Pointing and labeling entries
□ □ □

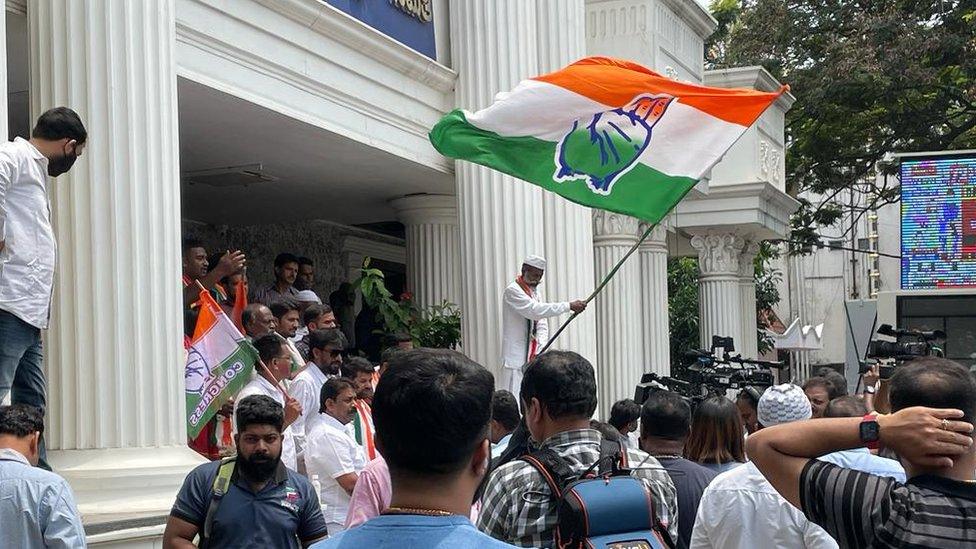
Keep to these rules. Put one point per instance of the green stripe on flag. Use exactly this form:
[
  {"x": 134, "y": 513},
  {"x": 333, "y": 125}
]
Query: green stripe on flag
[
  {"x": 642, "y": 192},
  {"x": 225, "y": 381}
]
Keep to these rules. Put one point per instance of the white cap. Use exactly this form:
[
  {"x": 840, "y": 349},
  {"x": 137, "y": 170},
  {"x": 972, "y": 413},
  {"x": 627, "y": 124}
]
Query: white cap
[
  {"x": 308, "y": 296},
  {"x": 535, "y": 261},
  {"x": 783, "y": 404}
]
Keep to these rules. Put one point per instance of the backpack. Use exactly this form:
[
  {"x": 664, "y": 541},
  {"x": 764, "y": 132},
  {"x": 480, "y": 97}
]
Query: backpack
[{"x": 603, "y": 510}]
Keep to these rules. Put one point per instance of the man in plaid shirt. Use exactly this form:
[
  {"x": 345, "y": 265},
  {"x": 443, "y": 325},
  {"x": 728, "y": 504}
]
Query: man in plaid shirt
[{"x": 558, "y": 398}]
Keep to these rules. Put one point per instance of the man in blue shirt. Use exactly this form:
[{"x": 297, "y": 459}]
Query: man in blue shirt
[
  {"x": 265, "y": 505},
  {"x": 37, "y": 508},
  {"x": 443, "y": 398}
]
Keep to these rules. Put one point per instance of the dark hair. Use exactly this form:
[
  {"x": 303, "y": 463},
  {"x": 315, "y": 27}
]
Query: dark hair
[
  {"x": 332, "y": 388},
  {"x": 665, "y": 415},
  {"x": 60, "y": 123},
  {"x": 438, "y": 396},
  {"x": 390, "y": 353},
  {"x": 268, "y": 346},
  {"x": 313, "y": 312},
  {"x": 504, "y": 409},
  {"x": 607, "y": 431},
  {"x": 936, "y": 383},
  {"x": 846, "y": 406},
  {"x": 623, "y": 412},
  {"x": 825, "y": 384},
  {"x": 354, "y": 366},
  {"x": 21, "y": 420},
  {"x": 751, "y": 395},
  {"x": 284, "y": 258},
  {"x": 319, "y": 339},
  {"x": 190, "y": 243},
  {"x": 836, "y": 380},
  {"x": 716, "y": 433},
  {"x": 259, "y": 410},
  {"x": 247, "y": 315},
  {"x": 281, "y": 308},
  {"x": 564, "y": 383}
]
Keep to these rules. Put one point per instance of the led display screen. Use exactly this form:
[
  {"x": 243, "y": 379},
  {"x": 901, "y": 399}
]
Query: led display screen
[{"x": 938, "y": 223}]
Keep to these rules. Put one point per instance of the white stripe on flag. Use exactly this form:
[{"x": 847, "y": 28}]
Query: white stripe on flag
[{"x": 683, "y": 142}]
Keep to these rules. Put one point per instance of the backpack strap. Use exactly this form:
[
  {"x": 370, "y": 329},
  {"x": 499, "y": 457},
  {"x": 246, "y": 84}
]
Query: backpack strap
[
  {"x": 554, "y": 469},
  {"x": 220, "y": 487}
]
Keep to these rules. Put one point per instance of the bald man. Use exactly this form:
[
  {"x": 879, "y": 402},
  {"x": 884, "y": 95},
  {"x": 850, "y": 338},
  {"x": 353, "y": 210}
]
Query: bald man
[{"x": 525, "y": 330}]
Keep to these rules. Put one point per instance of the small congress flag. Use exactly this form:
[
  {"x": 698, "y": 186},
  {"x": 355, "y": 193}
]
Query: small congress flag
[
  {"x": 605, "y": 133},
  {"x": 219, "y": 363}
]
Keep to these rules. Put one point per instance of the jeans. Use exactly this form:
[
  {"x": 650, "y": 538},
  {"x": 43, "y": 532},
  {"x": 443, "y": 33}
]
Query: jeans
[{"x": 22, "y": 366}]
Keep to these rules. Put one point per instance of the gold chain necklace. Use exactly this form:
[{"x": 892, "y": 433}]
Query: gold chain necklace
[{"x": 417, "y": 511}]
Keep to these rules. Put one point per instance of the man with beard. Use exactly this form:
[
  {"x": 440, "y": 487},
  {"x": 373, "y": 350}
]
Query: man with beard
[
  {"x": 252, "y": 500},
  {"x": 28, "y": 252},
  {"x": 332, "y": 455},
  {"x": 360, "y": 372},
  {"x": 326, "y": 349},
  {"x": 525, "y": 330},
  {"x": 283, "y": 288}
]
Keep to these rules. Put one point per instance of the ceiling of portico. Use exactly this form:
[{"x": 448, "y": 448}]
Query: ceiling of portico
[{"x": 320, "y": 174}]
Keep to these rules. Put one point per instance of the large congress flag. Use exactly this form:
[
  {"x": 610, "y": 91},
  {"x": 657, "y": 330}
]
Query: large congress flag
[
  {"x": 605, "y": 133},
  {"x": 219, "y": 363}
]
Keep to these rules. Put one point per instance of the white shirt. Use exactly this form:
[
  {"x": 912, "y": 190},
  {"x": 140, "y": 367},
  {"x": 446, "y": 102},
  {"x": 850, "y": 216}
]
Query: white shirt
[
  {"x": 29, "y": 254},
  {"x": 740, "y": 508},
  {"x": 517, "y": 310},
  {"x": 261, "y": 386},
  {"x": 305, "y": 388},
  {"x": 331, "y": 452}
]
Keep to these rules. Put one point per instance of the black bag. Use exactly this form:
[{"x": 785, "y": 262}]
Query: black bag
[{"x": 606, "y": 509}]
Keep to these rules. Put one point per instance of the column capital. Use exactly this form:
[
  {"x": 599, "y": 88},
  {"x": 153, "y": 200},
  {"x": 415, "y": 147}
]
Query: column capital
[
  {"x": 609, "y": 227},
  {"x": 426, "y": 209},
  {"x": 719, "y": 254}
]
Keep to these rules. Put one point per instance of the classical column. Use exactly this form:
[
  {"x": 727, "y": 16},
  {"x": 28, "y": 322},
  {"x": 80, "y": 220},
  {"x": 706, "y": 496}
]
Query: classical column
[
  {"x": 568, "y": 226},
  {"x": 433, "y": 269},
  {"x": 654, "y": 288},
  {"x": 114, "y": 358},
  {"x": 747, "y": 301},
  {"x": 620, "y": 348},
  {"x": 501, "y": 218},
  {"x": 718, "y": 286}
]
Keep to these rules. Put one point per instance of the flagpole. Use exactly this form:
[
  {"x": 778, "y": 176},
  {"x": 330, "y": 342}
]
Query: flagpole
[{"x": 602, "y": 285}]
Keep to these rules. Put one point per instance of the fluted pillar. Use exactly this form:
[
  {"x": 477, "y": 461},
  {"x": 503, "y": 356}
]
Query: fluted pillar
[
  {"x": 747, "y": 301},
  {"x": 568, "y": 226},
  {"x": 718, "y": 286},
  {"x": 433, "y": 267},
  {"x": 494, "y": 47},
  {"x": 620, "y": 353},
  {"x": 654, "y": 289},
  {"x": 114, "y": 358}
]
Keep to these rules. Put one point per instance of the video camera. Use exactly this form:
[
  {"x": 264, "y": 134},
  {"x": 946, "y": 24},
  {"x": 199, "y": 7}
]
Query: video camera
[
  {"x": 909, "y": 345},
  {"x": 710, "y": 373}
]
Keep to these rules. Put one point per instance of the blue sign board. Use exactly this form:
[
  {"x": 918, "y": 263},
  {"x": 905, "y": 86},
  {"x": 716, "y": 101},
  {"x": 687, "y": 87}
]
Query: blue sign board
[{"x": 410, "y": 22}]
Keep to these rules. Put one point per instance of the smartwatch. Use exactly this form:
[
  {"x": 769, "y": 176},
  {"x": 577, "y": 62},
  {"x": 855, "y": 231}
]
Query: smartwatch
[{"x": 869, "y": 431}]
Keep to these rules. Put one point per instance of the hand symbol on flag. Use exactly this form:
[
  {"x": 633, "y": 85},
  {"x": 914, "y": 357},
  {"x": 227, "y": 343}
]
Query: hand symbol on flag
[{"x": 609, "y": 145}]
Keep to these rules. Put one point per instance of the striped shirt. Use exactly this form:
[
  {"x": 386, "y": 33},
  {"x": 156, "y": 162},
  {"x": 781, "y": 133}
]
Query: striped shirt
[
  {"x": 863, "y": 510},
  {"x": 518, "y": 507}
]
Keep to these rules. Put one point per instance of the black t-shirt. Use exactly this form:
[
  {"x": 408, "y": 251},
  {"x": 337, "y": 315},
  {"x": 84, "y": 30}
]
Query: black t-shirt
[
  {"x": 863, "y": 510},
  {"x": 690, "y": 480}
]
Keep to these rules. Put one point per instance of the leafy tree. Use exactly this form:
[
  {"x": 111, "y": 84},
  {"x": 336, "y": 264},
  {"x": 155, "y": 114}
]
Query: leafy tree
[{"x": 870, "y": 76}]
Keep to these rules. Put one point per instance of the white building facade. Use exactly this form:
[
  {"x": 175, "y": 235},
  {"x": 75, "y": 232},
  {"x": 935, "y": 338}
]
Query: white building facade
[{"x": 268, "y": 123}]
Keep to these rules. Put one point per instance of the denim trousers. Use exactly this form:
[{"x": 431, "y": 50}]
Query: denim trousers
[{"x": 22, "y": 366}]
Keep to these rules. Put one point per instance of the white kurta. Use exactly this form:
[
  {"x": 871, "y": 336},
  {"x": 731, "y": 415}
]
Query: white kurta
[{"x": 517, "y": 311}]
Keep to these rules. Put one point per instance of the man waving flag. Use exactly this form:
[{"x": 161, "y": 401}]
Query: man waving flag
[{"x": 605, "y": 133}]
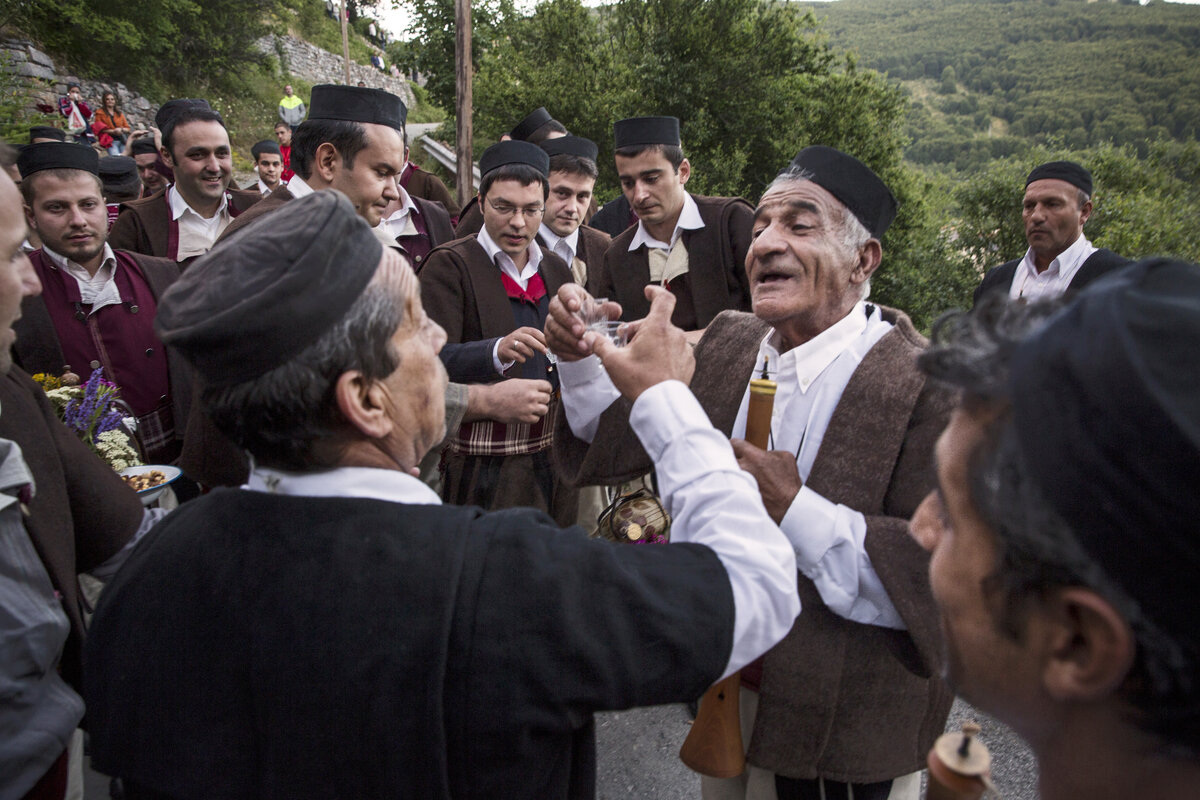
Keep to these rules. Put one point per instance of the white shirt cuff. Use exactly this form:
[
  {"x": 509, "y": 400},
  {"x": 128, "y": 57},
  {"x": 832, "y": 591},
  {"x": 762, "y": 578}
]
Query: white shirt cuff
[
  {"x": 587, "y": 392},
  {"x": 831, "y": 549},
  {"x": 714, "y": 503}
]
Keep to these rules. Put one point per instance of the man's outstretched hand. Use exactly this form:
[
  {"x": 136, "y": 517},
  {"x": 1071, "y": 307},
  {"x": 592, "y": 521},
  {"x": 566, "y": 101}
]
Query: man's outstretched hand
[{"x": 658, "y": 352}]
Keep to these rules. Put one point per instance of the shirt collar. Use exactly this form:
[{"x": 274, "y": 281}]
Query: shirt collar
[
  {"x": 805, "y": 361},
  {"x": 498, "y": 256},
  {"x": 406, "y": 206},
  {"x": 179, "y": 205},
  {"x": 1066, "y": 264},
  {"x": 552, "y": 239},
  {"x": 366, "y": 482},
  {"x": 298, "y": 187},
  {"x": 63, "y": 262},
  {"x": 689, "y": 220}
]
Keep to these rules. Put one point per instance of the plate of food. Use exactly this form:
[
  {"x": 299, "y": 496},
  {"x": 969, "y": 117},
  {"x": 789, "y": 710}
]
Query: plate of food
[{"x": 149, "y": 481}]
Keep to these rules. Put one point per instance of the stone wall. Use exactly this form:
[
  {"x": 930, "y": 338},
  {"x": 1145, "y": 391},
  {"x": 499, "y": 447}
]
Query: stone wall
[
  {"x": 315, "y": 65},
  {"x": 298, "y": 58},
  {"x": 49, "y": 83}
]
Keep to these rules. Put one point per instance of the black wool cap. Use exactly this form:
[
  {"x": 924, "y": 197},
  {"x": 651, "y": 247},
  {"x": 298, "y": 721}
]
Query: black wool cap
[
  {"x": 47, "y": 132},
  {"x": 1107, "y": 414},
  {"x": 143, "y": 146},
  {"x": 173, "y": 108},
  {"x": 117, "y": 169},
  {"x": 514, "y": 152},
  {"x": 358, "y": 104},
  {"x": 57, "y": 155},
  {"x": 1063, "y": 170},
  {"x": 852, "y": 182},
  {"x": 640, "y": 131},
  {"x": 570, "y": 145},
  {"x": 534, "y": 120},
  {"x": 265, "y": 145},
  {"x": 263, "y": 295}
]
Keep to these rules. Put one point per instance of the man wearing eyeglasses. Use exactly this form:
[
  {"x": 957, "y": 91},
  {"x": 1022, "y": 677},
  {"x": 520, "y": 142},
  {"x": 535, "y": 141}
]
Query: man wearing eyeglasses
[{"x": 491, "y": 293}]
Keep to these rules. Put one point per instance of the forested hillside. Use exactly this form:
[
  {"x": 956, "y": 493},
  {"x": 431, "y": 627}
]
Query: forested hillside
[{"x": 989, "y": 78}]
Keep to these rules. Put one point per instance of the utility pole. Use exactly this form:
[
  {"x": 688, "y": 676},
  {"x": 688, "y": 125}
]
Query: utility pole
[
  {"x": 346, "y": 44},
  {"x": 466, "y": 187}
]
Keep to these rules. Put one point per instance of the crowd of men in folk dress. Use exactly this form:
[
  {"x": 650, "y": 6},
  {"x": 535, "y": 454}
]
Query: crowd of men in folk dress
[{"x": 399, "y": 422}]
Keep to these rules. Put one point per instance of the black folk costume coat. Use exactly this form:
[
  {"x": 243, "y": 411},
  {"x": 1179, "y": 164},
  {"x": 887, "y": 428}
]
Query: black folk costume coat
[{"x": 261, "y": 645}]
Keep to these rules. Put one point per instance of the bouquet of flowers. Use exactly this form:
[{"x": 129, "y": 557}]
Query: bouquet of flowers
[{"x": 94, "y": 413}]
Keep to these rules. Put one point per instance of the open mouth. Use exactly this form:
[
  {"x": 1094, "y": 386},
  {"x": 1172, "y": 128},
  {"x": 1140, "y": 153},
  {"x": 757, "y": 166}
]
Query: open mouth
[{"x": 771, "y": 276}]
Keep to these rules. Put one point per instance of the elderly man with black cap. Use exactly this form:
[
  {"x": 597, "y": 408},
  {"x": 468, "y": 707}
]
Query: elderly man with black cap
[
  {"x": 694, "y": 246},
  {"x": 330, "y": 629},
  {"x": 491, "y": 293},
  {"x": 1056, "y": 206},
  {"x": 1065, "y": 537},
  {"x": 851, "y": 701},
  {"x": 184, "y": 221},
  {"x": 97, "y": 302}
]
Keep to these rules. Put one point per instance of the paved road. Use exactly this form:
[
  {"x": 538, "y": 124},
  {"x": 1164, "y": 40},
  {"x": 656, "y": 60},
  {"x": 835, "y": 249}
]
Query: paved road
[{"x": 637, "y": 755}]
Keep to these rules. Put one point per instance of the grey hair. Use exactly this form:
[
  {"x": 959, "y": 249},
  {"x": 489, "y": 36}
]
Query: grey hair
[
  {"x": 1037, "y": 549},
  {"x": 850, "y": 230},
  {"x": 285, "y": 414}
]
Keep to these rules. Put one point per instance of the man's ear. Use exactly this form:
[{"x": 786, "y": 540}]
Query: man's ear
[
  {"x": 361, "y": 402},
  {"x": 870, "y": 256},
  {"x": 1090, "y": 647},
  {"x": 327, "y": 161}
]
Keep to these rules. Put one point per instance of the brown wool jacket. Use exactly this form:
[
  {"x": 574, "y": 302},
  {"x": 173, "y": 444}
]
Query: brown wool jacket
[
  {"x": 82, "y": 513},
  {"x": 839, "y": 699},
  {"x": 592, "y": 246}
]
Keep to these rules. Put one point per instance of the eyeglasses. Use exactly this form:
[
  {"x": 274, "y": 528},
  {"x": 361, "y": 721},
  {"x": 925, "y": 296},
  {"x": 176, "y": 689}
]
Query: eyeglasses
[{"x": 507, "y": 210}]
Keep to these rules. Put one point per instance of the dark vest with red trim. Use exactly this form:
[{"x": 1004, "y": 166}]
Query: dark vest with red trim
[{"x": 118, "y": 337}]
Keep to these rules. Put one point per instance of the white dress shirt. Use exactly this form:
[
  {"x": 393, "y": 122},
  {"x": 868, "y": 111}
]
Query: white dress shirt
[
  {"x": 828, "y": 539},
  {"x": 689, "y": 220},
  {"x": 565, "y": 247},
  {"x": 1053, "y": 281},
  {"x": 97, "y": 289},
  {"x": 197, "y": 234},
  {"x": 712, "y": 501},
  {"x": 522, "y": 277},
  {"x": 264, "y": 190},
  {"x": 401, "y": 223},
  {"x": 299, "y": 188}
]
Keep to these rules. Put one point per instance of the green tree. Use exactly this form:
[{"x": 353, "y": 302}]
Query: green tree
[
  {"x": 157, "y": 44},
  {"x": 1143, "y": 205}
]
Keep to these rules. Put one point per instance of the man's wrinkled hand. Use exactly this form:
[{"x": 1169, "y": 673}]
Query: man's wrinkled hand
[
  {"x": 564, "y": 330},
  {"x": 521, "y": 344},
  {"x": 779, "y": 480},
  {"x": 658, "y": 352}
]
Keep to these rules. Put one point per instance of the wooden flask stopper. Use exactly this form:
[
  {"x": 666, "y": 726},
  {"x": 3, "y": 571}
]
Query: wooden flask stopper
[{"x": 959, "y": 767}]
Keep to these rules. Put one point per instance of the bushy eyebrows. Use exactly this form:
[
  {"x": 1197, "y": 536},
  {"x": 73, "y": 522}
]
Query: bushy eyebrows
[{"x": 790, "y": 206}]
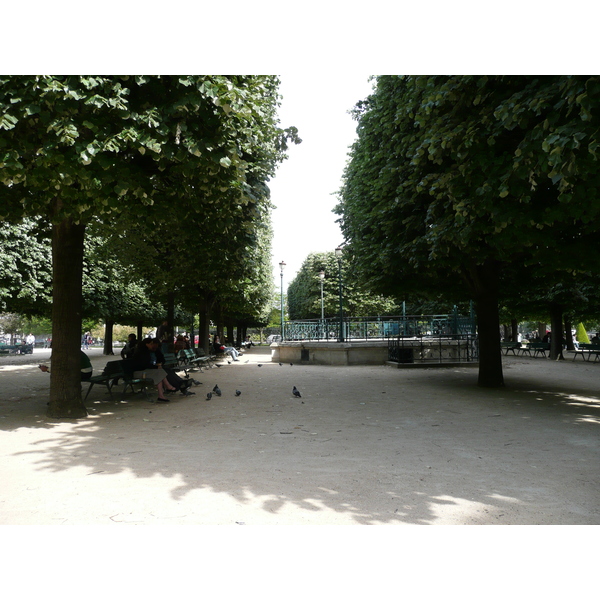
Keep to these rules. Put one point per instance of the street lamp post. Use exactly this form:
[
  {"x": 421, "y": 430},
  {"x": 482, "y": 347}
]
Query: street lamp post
[
  {"x": 338, "y": 253},
  {"x": 281, "y": 267},
  {"x": 322, "y": 278}
]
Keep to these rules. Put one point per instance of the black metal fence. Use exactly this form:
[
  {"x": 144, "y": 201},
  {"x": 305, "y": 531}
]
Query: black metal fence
[
  {"x": 372, "y": 328},
  {"x": 434, "y": 348}
]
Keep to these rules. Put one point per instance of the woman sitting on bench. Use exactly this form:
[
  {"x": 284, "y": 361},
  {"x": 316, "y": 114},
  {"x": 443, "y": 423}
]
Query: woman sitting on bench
[{"x": 144, "y": 367}]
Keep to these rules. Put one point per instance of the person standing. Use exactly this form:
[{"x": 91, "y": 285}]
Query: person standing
[
  {"x": 145, "y": 368},
  {"x": 130, "y": 346}
]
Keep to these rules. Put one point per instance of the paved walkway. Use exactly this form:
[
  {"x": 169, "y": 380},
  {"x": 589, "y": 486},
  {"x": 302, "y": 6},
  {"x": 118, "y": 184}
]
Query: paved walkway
[{"x": 364, "y": 445}]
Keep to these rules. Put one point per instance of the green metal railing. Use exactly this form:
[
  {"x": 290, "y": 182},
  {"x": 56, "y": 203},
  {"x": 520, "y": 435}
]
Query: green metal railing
[{"x": 370, "y": 328}]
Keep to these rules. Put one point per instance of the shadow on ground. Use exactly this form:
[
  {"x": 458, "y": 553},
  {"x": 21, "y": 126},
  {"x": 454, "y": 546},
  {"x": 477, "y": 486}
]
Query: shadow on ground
[{"x": 369, "y": 444}]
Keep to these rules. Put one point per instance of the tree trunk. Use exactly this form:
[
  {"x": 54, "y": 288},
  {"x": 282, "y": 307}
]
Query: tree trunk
[
  {"x": 204, "y": 323},
  {"x": 483, "y": 281},
  {"x": 569, "y": 334},
  {"x": 171, "y": 318},
  {"x": 556, "y": 338},
  {"x": 65, "y": 373},
  {"x": 108, "y": 337},
  {"x": 514, "y": 325},
  {"x": 541, "y": 330}
]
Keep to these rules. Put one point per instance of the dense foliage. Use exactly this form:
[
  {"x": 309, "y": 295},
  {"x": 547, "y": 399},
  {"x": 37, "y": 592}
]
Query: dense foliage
[
  {"x": 453, "y": 179},
  {"x": 137, "y": 155},
  {"x": 304, "y": 292}
]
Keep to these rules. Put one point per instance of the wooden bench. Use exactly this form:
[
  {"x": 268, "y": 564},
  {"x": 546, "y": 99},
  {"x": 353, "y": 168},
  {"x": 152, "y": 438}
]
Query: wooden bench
[
  {"x": 536, "y": 348},
  {"x": 587, "y": 350},
  {"x": 510, "y": 347},
  {"x": 188, "y": 359},
  {"x": 112, "y": 373},
  {"x": 10, "y": 349},
  {"x": 171, "y": 361}
]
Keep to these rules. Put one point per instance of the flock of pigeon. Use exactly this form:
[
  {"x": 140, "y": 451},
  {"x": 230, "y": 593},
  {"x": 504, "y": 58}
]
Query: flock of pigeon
[{"x": 217, "y": 392}]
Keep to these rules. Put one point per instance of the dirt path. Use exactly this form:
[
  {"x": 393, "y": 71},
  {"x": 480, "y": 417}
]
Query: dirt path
[{"x": 364, "y": 445}]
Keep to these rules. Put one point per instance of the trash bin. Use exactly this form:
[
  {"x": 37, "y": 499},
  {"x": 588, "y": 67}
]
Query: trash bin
[{"x": 405, "y": 355}]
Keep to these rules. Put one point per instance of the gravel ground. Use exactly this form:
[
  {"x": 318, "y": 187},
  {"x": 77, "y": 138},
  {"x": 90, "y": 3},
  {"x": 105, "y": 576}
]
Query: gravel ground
[{"x": 364, "y": 445}]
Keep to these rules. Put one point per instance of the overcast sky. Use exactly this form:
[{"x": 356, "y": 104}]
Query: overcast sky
[{"x": 304, "y": 186}]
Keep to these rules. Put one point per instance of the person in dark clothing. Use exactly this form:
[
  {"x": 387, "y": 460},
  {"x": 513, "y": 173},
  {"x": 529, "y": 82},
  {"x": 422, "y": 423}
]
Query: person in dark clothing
[
  {"x": 130, "y": 346},
  {"x": 145, "y": 367},
  {"x": 177, "y": 382}
]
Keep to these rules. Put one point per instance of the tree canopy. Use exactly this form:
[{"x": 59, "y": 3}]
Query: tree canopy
[
  {"x": 134, "y": 154},
  {"x": 304, "y": 292},
  {"x": 452, "y": 179}
]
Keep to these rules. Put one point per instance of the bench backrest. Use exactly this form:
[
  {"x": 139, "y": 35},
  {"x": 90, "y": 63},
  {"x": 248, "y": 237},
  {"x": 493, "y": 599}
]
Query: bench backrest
[
  {"x": 114, "y": 367},
  {"x": 170, "y": 359}
]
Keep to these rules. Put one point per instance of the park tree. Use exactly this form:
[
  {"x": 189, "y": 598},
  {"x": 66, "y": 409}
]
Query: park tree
[
  {"x": 77, "y": 148},
  {"x": 304, "y": 291},
  {"x": 25, "y": 268},
  {"x": 453, "y": 178}
]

□ □ □

Could you give again exactly the lines from the line containing "of the gravel" through the final line of the data above, and no others?

Keep to these rules. Put one point per instance of the gravel ground. Use exactly this form:
[
  {"x": 318, "y": 187},
  {"x": 77, "y": 138},
  {"x": 90, "y": 3},
  {"x": 105, "y": 576}
]
Query: gravel ground
[{"x": 364, "y": 445}]
Keep to these rules. Put one point per instance of the overcast sky. Use exactly this form:
[{"x": 356, "y": 104}]
Query: overcast sky
[{"x": 304, "y": 186}]
Keep to these rules. Put one point per instance of the person in dark clothing. Use exactly this form:
[
  {"x": 387, "y": 460},
  {"x": 513, "y": 173},
  {"x": 529, "y": 82},
  {"x": 422, "y": 423}
]
Query: person in dark clothing
[
  {"x": 130, "y": 346},
  {"x": 145, "y": 367},
  {"x": 177, "y": 382}
]
Keep to these rules. Put one point per instance of the tree canopy. Use exactly this form:
[{"x": 59, "y": 3}]
Query: tree canopy
[
  {"x": 134, "y": 154},
  {"x": 304, "y": 292},
  {"x": 452, "y": 179}
]
Keep to these rules. Put one point per instance of the bench backrest. Use exactly this form:
[
  {"x": 139, "y": 35},
  {"x": 90, "y": 63},
  {"x": 248, "y": 237},
  {"x": 493, "y": 599}
]
Query: bench backrest
[
  {"x": 114, "y": 367},
  {"x": 170, "y": 359}
]
Keep to these rules. Put one point per instance of the park tree. Use exactly this form:
[
  {"x": 189, "y": 598},
  {"x": 66, "y": 409}
]
Query: park tree
[
  {"x": 77, "y": 148},
  {"x": 304, "y": 291},
  {"x": 25, "y": 268},
  {"x": 453, "y": 178}
]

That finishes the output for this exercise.